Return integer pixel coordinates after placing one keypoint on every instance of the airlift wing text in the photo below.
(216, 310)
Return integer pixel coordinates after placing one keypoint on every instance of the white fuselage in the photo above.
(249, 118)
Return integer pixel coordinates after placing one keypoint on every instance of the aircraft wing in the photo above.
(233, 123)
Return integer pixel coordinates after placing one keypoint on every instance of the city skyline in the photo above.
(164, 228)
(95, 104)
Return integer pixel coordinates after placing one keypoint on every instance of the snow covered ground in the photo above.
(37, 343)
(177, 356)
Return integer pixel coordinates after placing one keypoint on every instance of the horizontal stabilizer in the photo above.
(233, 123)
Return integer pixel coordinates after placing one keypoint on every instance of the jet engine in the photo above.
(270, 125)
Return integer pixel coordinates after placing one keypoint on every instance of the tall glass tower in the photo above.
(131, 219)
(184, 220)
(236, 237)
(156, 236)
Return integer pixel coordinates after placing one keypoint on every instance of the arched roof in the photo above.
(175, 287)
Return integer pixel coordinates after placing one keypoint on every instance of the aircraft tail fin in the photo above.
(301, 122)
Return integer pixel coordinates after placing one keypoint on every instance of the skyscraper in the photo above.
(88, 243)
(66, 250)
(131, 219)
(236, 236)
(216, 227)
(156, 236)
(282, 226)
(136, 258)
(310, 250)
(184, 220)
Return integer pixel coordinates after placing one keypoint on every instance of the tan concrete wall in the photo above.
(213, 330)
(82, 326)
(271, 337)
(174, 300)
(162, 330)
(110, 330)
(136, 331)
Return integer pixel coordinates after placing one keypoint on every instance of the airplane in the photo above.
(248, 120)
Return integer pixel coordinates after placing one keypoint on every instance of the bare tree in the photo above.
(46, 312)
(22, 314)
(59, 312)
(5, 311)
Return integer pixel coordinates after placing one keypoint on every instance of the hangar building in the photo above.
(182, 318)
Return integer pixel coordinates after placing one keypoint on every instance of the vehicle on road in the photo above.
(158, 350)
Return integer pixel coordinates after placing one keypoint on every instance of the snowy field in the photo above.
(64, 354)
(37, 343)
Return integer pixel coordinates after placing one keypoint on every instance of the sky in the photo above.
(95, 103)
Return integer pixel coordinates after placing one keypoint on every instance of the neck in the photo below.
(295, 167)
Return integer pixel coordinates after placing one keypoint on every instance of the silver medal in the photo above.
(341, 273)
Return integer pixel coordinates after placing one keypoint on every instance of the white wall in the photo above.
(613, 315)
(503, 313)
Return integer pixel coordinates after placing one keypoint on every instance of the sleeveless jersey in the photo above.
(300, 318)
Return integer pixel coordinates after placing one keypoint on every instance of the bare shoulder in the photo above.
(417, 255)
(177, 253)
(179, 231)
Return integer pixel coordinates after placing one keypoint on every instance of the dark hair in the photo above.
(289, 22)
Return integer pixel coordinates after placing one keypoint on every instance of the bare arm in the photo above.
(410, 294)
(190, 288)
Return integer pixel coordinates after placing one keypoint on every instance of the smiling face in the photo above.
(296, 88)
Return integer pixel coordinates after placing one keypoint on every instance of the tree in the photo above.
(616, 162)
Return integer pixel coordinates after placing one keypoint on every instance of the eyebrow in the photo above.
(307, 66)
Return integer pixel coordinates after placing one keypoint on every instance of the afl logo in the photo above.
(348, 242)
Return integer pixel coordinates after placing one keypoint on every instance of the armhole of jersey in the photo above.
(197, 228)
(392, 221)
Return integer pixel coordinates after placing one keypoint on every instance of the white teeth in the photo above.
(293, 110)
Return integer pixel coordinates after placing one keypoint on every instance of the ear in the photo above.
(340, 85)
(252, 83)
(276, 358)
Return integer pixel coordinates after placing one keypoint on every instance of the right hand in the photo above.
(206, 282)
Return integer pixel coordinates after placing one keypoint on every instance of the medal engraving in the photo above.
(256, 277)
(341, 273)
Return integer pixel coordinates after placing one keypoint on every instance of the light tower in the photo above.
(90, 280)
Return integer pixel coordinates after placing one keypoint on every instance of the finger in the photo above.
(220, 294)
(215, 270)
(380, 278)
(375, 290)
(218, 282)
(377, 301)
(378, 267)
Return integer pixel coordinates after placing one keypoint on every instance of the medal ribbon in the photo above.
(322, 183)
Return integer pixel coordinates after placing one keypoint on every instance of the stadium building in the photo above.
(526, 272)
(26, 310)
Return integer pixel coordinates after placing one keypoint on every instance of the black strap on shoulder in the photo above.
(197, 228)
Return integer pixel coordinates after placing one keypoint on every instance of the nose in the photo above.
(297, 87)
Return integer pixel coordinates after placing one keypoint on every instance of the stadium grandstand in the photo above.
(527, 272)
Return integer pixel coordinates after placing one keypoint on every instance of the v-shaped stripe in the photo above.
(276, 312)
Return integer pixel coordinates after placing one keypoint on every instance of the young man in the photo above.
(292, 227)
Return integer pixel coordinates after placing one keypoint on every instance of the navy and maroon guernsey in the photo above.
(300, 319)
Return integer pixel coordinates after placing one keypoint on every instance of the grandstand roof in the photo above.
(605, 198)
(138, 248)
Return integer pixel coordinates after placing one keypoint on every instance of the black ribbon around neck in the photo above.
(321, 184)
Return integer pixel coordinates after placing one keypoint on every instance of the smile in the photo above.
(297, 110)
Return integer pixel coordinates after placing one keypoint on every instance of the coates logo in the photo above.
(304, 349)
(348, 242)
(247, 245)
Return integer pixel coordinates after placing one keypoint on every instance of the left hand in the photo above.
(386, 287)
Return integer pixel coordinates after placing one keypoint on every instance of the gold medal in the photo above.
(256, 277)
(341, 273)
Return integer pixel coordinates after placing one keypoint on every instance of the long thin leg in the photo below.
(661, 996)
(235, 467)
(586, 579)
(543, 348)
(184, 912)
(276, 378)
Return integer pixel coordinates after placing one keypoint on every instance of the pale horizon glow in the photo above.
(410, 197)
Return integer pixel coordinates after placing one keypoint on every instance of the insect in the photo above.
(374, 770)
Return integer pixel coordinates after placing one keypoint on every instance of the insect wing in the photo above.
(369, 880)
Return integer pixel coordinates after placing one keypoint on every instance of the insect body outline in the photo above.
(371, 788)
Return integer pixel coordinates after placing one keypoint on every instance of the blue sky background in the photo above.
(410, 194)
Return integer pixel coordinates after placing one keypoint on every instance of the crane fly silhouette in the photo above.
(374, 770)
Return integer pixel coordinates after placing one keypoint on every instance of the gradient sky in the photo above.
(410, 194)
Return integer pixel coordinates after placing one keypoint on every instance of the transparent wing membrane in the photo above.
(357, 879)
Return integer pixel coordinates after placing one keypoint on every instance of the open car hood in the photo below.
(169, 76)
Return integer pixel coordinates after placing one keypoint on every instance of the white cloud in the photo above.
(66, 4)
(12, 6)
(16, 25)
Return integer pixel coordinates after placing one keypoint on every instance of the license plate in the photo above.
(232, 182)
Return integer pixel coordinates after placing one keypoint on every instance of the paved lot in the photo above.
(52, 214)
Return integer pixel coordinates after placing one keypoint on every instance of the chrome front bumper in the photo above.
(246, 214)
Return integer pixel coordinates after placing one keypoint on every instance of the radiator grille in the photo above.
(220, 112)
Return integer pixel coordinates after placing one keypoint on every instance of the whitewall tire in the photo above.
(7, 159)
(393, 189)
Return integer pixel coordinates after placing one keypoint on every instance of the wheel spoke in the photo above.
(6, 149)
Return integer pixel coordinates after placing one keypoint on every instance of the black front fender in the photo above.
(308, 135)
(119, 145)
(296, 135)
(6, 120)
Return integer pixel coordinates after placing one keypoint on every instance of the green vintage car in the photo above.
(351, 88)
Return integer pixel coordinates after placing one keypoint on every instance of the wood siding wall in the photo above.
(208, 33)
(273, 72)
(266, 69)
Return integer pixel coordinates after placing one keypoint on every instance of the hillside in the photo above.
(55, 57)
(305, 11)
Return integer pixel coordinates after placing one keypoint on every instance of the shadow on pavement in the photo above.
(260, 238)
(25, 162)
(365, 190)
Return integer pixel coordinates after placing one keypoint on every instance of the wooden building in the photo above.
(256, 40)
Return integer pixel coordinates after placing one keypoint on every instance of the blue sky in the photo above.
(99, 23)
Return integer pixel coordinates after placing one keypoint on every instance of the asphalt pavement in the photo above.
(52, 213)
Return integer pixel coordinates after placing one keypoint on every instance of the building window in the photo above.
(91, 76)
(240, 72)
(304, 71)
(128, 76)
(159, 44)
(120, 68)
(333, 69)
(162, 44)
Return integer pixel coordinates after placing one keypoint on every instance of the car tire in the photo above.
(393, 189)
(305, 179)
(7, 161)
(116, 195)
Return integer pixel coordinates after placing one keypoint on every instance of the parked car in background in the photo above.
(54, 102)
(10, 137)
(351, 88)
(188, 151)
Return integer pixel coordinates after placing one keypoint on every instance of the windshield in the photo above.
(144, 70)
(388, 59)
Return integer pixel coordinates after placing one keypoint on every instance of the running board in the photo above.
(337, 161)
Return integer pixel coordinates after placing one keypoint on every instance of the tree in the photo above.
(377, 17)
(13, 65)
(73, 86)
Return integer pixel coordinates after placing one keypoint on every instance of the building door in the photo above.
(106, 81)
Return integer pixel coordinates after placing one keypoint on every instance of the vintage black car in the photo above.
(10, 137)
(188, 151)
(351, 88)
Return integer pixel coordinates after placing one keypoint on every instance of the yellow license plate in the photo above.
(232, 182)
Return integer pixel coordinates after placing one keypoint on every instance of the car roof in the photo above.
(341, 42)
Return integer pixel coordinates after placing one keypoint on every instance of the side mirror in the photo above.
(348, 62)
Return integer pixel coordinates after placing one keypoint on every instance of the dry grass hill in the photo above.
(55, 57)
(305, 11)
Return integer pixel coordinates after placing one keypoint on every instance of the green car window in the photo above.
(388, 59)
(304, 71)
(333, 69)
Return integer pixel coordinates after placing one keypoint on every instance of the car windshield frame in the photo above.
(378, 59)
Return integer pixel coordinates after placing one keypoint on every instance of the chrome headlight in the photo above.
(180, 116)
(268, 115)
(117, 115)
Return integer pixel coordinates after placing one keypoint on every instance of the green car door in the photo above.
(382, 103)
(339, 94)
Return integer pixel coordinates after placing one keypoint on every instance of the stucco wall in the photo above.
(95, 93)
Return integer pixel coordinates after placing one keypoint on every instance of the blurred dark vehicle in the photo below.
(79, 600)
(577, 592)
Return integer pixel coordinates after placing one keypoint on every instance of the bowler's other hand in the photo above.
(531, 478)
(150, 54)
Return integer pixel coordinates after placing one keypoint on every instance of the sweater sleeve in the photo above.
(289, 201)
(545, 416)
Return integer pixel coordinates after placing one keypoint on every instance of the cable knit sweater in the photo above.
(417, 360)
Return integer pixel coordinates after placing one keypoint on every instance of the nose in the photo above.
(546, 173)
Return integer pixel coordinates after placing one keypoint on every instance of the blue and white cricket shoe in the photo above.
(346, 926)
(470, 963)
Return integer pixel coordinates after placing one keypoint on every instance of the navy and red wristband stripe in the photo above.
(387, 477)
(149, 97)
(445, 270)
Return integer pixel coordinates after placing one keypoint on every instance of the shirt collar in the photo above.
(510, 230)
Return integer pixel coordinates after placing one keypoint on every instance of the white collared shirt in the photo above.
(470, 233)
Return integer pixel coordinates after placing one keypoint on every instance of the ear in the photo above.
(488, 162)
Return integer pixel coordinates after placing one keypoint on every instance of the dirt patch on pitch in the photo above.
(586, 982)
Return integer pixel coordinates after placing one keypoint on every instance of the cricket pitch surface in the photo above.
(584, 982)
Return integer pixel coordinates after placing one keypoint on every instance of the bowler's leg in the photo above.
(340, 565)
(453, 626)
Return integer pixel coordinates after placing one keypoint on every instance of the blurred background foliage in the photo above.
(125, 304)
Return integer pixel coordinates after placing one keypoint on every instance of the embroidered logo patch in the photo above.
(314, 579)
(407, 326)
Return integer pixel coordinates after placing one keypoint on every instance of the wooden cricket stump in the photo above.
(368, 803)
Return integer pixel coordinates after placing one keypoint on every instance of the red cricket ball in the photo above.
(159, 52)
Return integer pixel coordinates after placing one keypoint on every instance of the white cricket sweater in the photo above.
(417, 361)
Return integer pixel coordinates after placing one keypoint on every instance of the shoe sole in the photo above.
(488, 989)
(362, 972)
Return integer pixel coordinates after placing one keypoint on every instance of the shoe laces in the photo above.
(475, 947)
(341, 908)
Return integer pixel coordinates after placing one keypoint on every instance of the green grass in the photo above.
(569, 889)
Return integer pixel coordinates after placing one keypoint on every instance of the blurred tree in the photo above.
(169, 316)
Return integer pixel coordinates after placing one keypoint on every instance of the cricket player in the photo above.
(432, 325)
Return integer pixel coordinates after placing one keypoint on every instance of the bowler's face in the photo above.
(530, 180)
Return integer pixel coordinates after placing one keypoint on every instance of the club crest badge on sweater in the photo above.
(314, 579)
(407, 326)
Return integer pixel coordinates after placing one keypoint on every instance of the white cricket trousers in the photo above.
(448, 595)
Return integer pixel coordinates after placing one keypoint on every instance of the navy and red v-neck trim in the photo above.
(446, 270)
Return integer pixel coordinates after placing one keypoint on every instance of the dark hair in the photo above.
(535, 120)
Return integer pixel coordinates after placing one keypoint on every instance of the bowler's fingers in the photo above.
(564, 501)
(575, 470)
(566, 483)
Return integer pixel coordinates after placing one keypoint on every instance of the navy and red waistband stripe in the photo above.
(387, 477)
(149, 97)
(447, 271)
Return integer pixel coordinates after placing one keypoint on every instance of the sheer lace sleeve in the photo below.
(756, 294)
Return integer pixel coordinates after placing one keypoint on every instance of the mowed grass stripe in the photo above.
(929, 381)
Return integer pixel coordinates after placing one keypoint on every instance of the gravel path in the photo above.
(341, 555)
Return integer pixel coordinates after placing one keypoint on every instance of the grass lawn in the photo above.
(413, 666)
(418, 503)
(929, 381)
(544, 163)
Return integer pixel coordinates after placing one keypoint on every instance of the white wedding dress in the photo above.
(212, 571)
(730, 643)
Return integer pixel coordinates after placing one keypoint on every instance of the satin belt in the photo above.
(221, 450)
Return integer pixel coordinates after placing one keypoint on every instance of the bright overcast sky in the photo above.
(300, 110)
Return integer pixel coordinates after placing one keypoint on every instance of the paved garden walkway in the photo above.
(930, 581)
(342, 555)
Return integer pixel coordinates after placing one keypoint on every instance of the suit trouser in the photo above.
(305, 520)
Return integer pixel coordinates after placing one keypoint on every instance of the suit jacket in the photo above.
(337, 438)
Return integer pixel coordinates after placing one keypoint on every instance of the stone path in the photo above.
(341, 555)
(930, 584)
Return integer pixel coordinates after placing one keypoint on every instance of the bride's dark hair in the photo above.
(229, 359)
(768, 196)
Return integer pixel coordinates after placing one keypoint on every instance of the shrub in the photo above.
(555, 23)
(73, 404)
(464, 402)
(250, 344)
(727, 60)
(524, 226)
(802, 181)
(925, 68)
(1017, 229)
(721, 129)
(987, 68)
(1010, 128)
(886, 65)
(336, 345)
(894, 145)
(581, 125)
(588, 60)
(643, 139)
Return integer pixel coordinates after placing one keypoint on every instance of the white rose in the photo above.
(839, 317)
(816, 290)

PROBLEM DESCRIPTION:
Your task is to reproduce, exactly and exclusively, the lines from the one holding "belt in the photo above." through the final line of the listing.

COMPLETED EXERCISE:
Return integer pixel coordinates after placing one keypoint on every instance of the satin belt in the photo above.
(221, 450)
Return integer pixel coordinates after placing one keypoint on every instance of the bright overcast sky in the photo above.
(300, 110)
Return integer pixel coordinates after placing one keypoint on every instance of the paved garden walkway in the photo above.
(930, 581)
(342, 555)
Return integer pixel coordinates after placing one keypoint on every instance of the suit trouser in the photo above.
(305, 520)
Return integer pixel coordinates after placing one keypoint on every instance of the suit jacket in the photo above.
(337, 438)
Return integer pixel coordinates after placing one keypoint on every instance of the stone path in the photo above.
(341, 555)
(930, 584)
Return integer pixel coordinates after placing one keypoint on every instance of the bride's dark hair in the photo above.
(229, 359)
(768, 196)
Return integer pixel coordinates after placing one keypoint on every instance of the shrub in the photo above.
(555, 23)
(73, 404)
(464, 402)
(250, 344)
(727, 60)
(524, 226)
(802, 181)
(925, 68)
(1017, 229)
(721, 129)
(987, 68)
(1010, 128)
(886, 65)
(336, 345)
(894, 145)
(581, 125)
(588, 60)
(643, 139)
Return integer pixel coordinates after placing one keypoint on every instance of the white rose in the photo above.
(839, 317)
(816, 290)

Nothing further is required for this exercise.